WORK TASK »
Starting at the line that contains "If you could pick out the tree in", return every line down to the end of the records below, exactly as written.

Entries taken from a collection
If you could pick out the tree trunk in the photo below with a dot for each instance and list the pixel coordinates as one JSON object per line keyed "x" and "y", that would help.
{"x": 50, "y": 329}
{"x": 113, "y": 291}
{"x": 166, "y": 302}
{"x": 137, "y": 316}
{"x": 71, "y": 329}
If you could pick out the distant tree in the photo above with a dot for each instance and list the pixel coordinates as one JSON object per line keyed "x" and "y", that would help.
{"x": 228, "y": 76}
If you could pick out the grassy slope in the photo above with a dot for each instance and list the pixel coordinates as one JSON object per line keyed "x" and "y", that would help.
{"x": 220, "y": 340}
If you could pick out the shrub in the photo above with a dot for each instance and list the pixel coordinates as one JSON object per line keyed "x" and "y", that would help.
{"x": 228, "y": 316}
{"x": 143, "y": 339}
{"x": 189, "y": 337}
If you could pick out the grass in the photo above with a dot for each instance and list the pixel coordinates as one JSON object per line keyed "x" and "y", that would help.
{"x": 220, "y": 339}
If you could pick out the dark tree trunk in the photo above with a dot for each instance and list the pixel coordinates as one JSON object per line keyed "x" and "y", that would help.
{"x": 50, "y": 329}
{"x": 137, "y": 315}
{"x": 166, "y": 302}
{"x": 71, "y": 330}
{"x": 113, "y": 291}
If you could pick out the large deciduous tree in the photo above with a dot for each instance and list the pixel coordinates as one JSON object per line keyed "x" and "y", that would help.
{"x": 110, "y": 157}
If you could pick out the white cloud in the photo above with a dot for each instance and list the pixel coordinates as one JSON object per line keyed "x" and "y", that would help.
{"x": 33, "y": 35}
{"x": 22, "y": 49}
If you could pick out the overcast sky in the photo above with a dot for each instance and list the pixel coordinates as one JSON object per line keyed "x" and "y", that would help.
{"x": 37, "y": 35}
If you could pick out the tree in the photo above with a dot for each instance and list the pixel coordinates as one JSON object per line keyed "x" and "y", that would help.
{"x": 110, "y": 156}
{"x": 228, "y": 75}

ANSWER SPACE »
If you could pick out the tree in the photo above with a dot for each instance and list the pixel coordinates as one JSON object per line keyed "x" and "y", that would help.
{"x": 110, "y": 156}
{"x": 228, "y": 75}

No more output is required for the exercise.